• SHORT TASK: Pick out and copy every row below that contains the string "covered". Matching is case-sensitive.

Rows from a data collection
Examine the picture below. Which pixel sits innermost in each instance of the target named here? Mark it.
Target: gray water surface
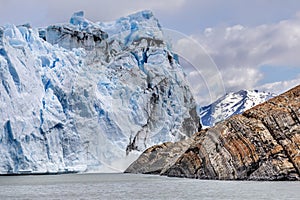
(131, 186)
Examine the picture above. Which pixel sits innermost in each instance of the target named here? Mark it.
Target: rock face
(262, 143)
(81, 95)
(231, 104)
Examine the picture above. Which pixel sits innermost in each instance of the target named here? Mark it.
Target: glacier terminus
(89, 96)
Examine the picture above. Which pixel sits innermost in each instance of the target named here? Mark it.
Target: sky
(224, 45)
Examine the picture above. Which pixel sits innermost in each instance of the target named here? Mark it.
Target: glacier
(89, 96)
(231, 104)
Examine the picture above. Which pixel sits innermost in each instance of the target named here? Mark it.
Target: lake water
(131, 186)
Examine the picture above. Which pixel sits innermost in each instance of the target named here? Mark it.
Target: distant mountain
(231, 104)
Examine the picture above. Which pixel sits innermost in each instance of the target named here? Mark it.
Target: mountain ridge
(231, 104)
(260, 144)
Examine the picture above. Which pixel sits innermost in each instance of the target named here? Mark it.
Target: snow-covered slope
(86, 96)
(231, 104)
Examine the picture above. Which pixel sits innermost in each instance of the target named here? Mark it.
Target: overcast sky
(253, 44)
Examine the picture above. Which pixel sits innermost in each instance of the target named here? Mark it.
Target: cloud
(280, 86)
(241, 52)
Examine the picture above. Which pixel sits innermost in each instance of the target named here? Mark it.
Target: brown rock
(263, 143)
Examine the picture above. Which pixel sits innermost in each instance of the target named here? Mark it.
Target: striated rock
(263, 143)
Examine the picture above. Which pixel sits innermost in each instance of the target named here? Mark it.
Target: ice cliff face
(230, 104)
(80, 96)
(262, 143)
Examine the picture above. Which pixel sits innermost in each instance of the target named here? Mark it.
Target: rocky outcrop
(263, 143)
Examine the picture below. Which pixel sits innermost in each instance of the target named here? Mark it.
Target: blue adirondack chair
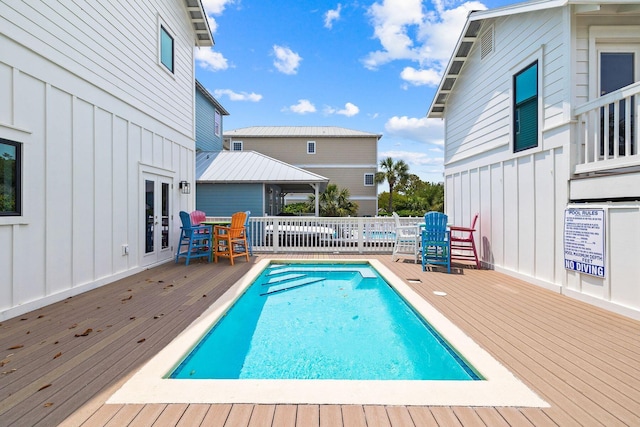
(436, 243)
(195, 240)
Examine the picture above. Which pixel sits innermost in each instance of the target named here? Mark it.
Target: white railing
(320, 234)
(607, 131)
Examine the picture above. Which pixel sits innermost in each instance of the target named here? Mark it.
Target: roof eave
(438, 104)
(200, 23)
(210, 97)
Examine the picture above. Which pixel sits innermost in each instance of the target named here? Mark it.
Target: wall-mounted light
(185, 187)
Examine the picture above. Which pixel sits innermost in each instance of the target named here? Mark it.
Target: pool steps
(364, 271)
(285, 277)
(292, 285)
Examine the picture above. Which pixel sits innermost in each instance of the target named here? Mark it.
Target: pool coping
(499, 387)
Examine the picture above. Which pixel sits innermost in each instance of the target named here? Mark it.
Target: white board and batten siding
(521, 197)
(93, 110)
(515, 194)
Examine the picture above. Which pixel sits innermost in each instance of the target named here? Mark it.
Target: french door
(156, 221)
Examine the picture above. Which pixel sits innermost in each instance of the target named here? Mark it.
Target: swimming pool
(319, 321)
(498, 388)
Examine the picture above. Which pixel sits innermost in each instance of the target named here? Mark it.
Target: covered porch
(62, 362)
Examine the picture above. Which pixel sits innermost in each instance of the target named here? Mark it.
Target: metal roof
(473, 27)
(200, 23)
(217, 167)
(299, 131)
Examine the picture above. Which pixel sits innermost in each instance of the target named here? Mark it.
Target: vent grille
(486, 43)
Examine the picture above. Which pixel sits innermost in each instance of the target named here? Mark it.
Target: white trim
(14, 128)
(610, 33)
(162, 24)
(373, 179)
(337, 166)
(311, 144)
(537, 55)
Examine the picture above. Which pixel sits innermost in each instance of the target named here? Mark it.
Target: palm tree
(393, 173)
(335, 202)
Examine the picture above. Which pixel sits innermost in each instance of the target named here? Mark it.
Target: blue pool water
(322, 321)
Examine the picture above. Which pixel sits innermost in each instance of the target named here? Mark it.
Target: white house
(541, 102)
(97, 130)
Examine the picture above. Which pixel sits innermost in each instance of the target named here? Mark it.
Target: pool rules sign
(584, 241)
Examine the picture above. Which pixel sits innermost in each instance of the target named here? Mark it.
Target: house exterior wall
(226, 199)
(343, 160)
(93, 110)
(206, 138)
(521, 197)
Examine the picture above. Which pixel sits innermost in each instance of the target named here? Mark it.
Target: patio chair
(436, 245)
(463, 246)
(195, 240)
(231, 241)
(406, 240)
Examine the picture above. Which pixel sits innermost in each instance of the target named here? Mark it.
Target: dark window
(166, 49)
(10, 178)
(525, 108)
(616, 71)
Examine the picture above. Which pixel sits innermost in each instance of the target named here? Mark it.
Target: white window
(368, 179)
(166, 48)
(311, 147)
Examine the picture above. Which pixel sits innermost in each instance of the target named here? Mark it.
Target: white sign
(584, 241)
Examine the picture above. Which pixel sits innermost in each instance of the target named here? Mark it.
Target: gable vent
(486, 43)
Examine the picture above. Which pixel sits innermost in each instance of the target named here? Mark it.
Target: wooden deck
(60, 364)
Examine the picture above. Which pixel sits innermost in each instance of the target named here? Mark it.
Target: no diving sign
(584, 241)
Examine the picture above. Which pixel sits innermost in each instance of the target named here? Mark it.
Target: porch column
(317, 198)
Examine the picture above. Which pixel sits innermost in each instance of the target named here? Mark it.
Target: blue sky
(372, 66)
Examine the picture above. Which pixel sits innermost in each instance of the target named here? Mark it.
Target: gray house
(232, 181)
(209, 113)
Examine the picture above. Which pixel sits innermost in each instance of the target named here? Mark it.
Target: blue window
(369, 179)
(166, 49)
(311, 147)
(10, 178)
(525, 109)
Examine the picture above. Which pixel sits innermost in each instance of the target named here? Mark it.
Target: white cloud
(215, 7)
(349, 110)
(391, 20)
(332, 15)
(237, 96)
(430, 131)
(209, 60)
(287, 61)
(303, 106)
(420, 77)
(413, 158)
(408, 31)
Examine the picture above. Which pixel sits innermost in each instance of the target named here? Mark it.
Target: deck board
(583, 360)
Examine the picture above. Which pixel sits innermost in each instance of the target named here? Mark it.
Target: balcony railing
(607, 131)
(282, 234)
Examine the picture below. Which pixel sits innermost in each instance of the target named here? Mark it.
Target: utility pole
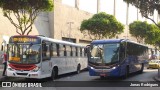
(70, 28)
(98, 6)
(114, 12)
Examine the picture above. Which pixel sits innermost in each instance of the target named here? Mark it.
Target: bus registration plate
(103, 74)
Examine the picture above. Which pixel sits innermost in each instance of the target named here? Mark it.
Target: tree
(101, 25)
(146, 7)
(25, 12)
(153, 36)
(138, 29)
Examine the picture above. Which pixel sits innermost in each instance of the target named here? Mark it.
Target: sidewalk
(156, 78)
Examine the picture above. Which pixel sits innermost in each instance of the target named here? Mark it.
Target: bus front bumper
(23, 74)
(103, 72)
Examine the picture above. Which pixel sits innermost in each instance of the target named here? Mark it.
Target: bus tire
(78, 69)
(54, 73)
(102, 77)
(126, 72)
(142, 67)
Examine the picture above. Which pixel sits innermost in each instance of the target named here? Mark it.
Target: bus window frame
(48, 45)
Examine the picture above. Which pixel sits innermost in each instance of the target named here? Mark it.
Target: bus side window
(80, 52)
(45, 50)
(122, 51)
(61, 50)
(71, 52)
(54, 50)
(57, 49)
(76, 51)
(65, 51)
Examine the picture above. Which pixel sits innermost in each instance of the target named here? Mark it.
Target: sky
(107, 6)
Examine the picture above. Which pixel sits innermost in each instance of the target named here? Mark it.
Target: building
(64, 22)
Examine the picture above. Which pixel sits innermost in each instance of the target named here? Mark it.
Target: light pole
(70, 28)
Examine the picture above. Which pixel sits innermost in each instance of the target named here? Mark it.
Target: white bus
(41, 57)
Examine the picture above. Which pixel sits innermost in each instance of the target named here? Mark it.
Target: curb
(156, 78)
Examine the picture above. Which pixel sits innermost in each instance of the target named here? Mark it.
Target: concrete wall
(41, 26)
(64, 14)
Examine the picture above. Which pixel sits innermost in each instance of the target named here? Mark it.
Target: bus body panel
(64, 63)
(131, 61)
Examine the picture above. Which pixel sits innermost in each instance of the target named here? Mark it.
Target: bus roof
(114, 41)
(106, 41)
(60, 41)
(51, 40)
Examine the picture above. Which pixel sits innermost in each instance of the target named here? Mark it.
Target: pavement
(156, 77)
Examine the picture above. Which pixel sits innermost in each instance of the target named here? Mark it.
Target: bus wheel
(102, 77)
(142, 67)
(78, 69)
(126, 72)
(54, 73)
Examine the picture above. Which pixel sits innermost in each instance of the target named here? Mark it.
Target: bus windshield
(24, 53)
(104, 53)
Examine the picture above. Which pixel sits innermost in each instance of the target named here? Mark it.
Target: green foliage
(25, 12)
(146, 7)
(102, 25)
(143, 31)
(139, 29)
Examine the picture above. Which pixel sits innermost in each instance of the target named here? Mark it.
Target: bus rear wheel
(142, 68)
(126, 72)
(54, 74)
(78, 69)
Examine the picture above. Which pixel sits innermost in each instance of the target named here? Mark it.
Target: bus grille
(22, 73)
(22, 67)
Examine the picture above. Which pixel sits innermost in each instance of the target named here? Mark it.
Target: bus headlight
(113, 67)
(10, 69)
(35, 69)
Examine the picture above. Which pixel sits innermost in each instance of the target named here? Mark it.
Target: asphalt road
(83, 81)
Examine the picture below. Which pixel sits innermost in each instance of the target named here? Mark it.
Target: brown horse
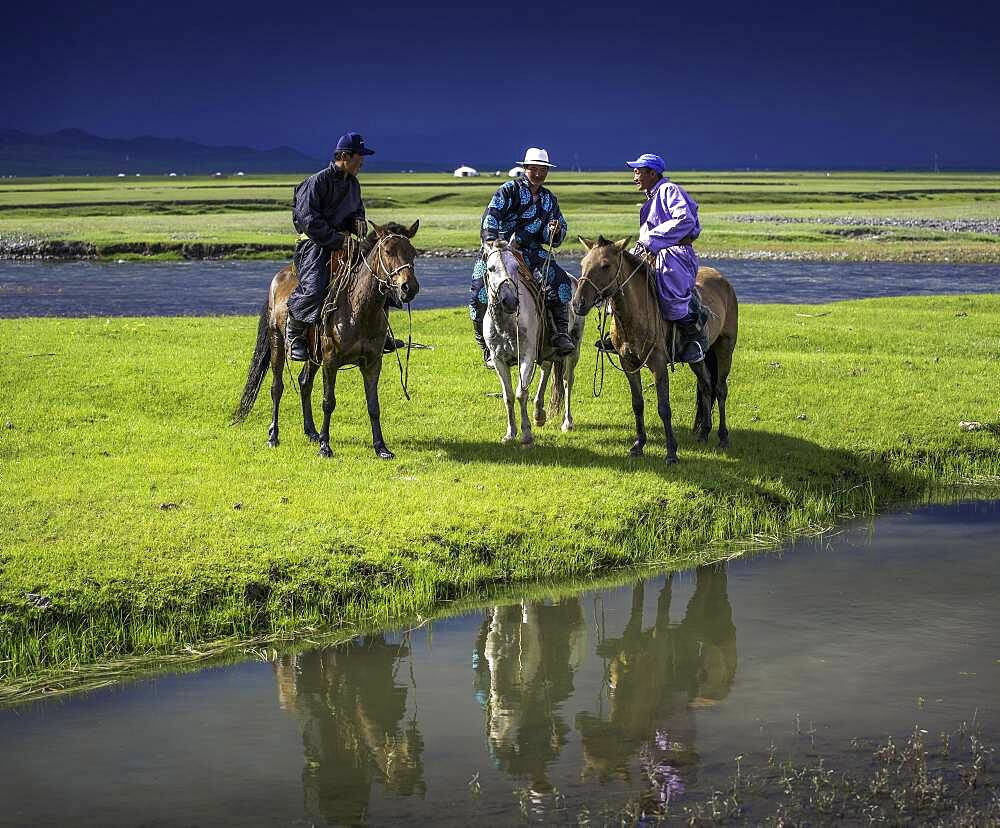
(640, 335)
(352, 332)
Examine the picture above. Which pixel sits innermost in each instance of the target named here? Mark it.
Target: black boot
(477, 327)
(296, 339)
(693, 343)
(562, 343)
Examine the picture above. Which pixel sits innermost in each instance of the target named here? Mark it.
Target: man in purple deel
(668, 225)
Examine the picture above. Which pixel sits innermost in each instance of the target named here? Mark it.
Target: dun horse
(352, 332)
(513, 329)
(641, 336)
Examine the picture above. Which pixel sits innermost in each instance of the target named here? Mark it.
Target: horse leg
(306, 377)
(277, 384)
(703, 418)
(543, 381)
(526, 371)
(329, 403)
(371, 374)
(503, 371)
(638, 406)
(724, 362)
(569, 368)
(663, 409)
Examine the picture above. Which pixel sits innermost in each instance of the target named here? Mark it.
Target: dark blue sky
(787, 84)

• COMPLETED TASK:
Target: snow-covered slope
Target: covered porch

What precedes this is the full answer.